* _What is needed_
Run through the records and show each line that includes the string "thickest".

(Records from a dataset)

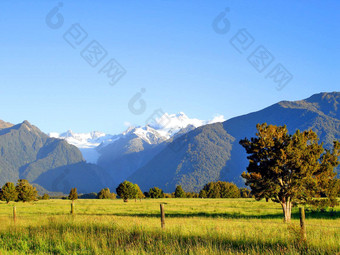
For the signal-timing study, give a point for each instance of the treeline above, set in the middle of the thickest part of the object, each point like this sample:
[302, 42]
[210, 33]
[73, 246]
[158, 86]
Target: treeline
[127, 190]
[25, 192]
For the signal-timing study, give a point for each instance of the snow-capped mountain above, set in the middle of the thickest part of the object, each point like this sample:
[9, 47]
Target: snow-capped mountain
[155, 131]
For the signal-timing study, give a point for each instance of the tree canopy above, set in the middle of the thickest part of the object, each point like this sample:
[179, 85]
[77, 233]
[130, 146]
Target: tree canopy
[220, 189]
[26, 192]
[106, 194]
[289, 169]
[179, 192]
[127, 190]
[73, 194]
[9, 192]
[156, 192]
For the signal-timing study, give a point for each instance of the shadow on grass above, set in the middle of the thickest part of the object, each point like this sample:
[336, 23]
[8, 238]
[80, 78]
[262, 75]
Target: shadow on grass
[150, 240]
--
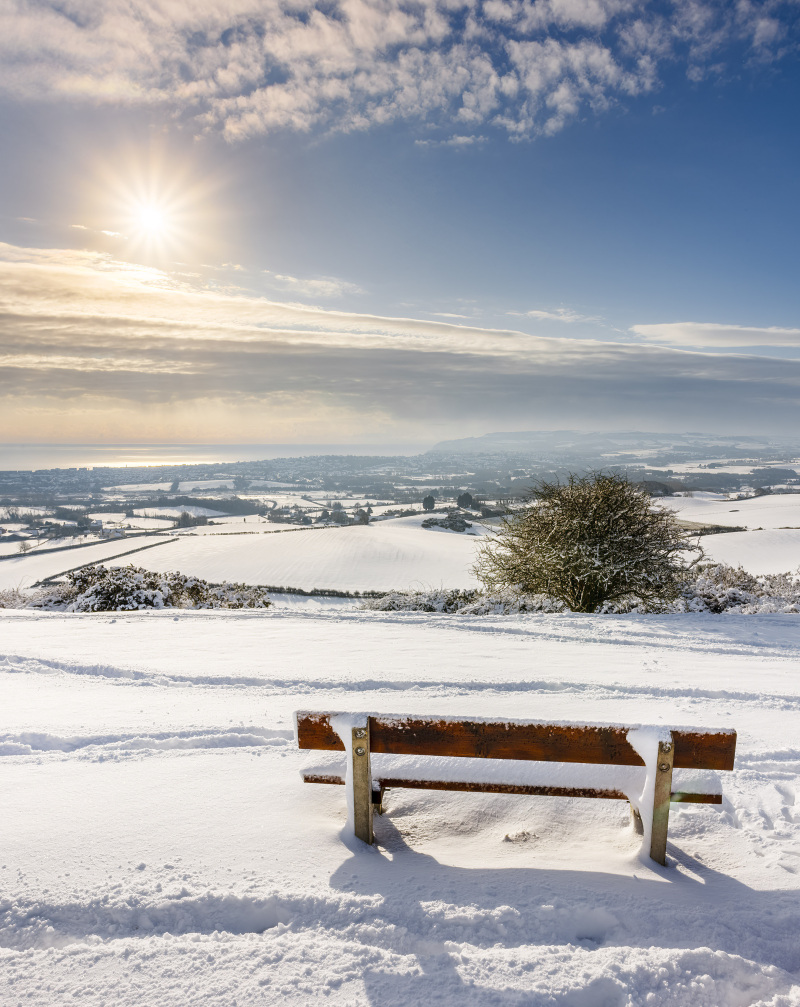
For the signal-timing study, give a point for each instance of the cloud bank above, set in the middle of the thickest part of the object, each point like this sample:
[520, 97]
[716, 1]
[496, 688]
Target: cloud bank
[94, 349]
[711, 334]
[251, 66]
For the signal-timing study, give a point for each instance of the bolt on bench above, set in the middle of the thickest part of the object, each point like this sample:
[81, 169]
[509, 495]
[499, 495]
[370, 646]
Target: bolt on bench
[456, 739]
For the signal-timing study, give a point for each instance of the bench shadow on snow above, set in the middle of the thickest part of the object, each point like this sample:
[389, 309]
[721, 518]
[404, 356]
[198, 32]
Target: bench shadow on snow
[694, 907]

* _Result_
For the signal-timing study, give a point for each instance of the treeline above, set in the middle of the thickest part of the object, each point like this sample:
For the signal-timing study, give a point for each instance of the snow-capped mountain above, set in the middle of the thickest part of the object, each point like this sample:
For the signal-timing study, give a point for each instance of the tree canopy above, set in the middle of the thickest part of the object, each point like this sample:
For the signal-timing study, give a point for each instance of the shadow on grass above, set in the middle of the thickest part of the object, each point like this sample:
For the signal-timing study, give a point for each instance of the cloud bank above, set in the middle of the thickest part of the object, each point like this sample:
For the signal-timing study, give a point for each instance of the bolt on bench above, set in the middle of the thickest part of the object, each point like this sample:
For the signal-timing study, give a point for each instance of the bench shadow on snow above, set in the middle of the thickest part of the object, each point like this sample:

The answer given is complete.